SELECTED PASSAGE |
══════════════════════════════

Since I work primarily the field of eminent domain for highways, sewers, waterlines, etc. I've seen the effects often. Get to listen to crying homeowners, screaming business owners, etc.

Whether its right or not is an argument that will last for generations.

But I'd be cautious about any group that pretends to be looking out for your best interest. They have an agenda. Maybe you agree with it or maybe not, but much like the Humane Society of the United States, a animal rights, boderline-terrorist organization that wants you to believe that they're the same people as the local Humane Society taking care of little kittens and puppies, they may not be what they claim.

Be diligent in your research before supporting some of these organizations.

08/10/2007 09:22AM
I applaud all of you for your civilized discussion on this subject. I do not know all the history, details, parties involved or individuals dealing with the issue, but I'm learning more each day.
I do know that these type of situations have occured in all of our areas and that they are very touchy subjects with many "issues" on both sides.
I think one of the best points made is that of "knowing who your friends are". Agendas can be tricky....know what your a part of and how it's getting done.
Every time I go to the BW I try to realize I am a guest there and act as such. I try to support the local economy instead of trying to get "MY cheap vacation" in "MY federally supplied wilderness area".
Places like the BW come at a cost. We need to respect that and respect all involved that paid the cost.
Just my 2 cents worth on your subject....please continue.
08/10/2007 09:50AM
Well said cowdoc and oldtraveller.

══════════════════════════════

WRITTEN PROBLEM 1 |
Answer these questions about the discussion.
(a) In what field does the writer of the first post work primarily?
(b) Which organization does the first post describe as "a animal rights, boderline-terrorist organization"?
(c) What does the writer of the post dated 08/10/2007 09:22AM try to support when going to the BW?
WRITTEN PROBLEM 2 |
Reproduce the part of the discussion from "I do know that" up to and including "it's getting done.", word for word.

══════════════════════════════

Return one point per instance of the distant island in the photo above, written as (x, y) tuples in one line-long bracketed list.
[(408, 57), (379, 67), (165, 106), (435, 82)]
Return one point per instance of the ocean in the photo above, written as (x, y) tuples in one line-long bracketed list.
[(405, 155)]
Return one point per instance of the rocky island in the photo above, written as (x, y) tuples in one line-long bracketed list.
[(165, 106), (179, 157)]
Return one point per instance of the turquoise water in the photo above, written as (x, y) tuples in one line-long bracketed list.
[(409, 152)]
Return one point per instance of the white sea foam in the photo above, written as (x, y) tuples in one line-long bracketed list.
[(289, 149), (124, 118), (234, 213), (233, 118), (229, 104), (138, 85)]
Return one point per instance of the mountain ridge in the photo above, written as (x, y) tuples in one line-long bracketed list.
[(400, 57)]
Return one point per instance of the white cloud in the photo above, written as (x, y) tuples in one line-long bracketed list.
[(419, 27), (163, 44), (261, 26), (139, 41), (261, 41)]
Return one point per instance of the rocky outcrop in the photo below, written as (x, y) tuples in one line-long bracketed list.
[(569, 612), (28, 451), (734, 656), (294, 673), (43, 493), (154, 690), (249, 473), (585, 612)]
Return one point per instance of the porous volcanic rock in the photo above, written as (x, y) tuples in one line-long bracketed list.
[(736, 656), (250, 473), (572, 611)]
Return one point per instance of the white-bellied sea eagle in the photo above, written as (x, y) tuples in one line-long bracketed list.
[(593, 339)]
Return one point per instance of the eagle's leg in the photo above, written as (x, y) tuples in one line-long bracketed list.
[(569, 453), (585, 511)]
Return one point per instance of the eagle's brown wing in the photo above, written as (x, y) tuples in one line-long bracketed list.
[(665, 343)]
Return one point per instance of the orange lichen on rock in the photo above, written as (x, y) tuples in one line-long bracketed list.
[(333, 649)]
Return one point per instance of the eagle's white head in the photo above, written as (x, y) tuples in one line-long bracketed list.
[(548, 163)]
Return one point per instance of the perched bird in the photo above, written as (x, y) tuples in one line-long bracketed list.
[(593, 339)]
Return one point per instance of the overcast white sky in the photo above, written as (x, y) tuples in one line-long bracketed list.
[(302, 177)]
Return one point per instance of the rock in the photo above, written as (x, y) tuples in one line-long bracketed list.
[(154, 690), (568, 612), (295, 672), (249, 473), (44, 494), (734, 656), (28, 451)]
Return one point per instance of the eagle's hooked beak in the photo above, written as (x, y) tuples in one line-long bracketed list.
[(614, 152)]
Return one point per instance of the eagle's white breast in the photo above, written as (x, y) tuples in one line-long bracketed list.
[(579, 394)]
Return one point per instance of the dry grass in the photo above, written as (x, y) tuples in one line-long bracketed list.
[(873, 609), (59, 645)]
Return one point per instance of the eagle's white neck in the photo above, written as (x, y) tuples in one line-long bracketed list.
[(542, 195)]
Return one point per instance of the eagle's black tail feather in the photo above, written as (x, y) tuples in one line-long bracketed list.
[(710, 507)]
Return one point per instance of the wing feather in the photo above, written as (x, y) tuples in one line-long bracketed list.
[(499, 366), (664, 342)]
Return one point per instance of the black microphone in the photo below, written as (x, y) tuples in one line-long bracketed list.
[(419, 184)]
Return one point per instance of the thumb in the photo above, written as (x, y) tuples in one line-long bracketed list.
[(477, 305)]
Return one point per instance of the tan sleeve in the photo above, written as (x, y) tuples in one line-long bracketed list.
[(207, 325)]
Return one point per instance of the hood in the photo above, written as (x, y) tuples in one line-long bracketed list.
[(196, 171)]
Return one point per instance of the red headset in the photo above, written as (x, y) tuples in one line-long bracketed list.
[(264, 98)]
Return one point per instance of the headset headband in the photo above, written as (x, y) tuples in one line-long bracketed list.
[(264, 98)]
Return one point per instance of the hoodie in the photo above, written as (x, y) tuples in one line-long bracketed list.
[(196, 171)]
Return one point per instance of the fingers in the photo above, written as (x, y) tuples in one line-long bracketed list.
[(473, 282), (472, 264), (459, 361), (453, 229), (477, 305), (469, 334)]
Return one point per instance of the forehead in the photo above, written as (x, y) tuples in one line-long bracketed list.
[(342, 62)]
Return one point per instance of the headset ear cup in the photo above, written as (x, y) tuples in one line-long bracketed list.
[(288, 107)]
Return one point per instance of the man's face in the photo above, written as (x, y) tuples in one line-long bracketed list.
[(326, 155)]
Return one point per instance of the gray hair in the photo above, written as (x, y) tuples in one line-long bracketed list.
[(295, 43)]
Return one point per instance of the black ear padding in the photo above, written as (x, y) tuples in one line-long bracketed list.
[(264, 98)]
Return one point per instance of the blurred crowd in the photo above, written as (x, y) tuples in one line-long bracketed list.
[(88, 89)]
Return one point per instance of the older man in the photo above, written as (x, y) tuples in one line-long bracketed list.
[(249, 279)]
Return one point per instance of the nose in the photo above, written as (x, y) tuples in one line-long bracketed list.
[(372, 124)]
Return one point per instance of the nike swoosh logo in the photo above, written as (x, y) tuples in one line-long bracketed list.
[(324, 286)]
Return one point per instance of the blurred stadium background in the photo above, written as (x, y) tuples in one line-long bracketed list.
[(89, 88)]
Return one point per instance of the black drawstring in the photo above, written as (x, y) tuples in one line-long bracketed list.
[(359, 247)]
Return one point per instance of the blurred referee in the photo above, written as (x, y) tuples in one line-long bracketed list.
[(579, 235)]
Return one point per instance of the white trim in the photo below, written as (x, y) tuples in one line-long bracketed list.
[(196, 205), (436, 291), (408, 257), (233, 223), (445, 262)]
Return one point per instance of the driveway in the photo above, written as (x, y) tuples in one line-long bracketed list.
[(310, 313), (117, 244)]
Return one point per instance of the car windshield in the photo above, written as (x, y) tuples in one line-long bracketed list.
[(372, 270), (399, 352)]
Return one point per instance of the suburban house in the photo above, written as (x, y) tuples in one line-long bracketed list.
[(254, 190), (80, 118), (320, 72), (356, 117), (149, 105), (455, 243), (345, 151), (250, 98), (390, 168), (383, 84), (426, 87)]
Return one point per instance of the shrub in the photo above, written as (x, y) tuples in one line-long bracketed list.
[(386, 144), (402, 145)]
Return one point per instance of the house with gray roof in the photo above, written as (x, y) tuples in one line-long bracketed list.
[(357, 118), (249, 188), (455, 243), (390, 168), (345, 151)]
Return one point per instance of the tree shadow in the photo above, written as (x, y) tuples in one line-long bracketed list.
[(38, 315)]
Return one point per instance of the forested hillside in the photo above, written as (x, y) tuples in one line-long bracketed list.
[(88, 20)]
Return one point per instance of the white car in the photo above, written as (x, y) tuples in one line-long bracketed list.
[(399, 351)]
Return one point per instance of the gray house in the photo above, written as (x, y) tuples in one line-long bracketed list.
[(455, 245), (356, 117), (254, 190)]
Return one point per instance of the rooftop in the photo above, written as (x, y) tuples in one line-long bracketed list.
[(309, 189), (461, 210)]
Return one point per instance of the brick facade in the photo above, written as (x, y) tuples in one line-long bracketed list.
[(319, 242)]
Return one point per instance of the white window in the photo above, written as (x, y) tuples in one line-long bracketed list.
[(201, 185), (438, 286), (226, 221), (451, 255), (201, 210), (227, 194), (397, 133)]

══════════════════════════════

CORRECT RESULT 1 |
(a) Eminent domain for highways, sewers, waterlines, and similar projects.
(b) The Humane Society of the United States.
(c) The local economy.

CORRECT RESULT 2 |
I do know that these type of situations have occured in all of our areas and that they are very touchy subjects with many "issues" on both sides.
I think one of the best points made is that of "knowing who your friends are". Agendas can be tricky....know what your a part of and how it's getting done.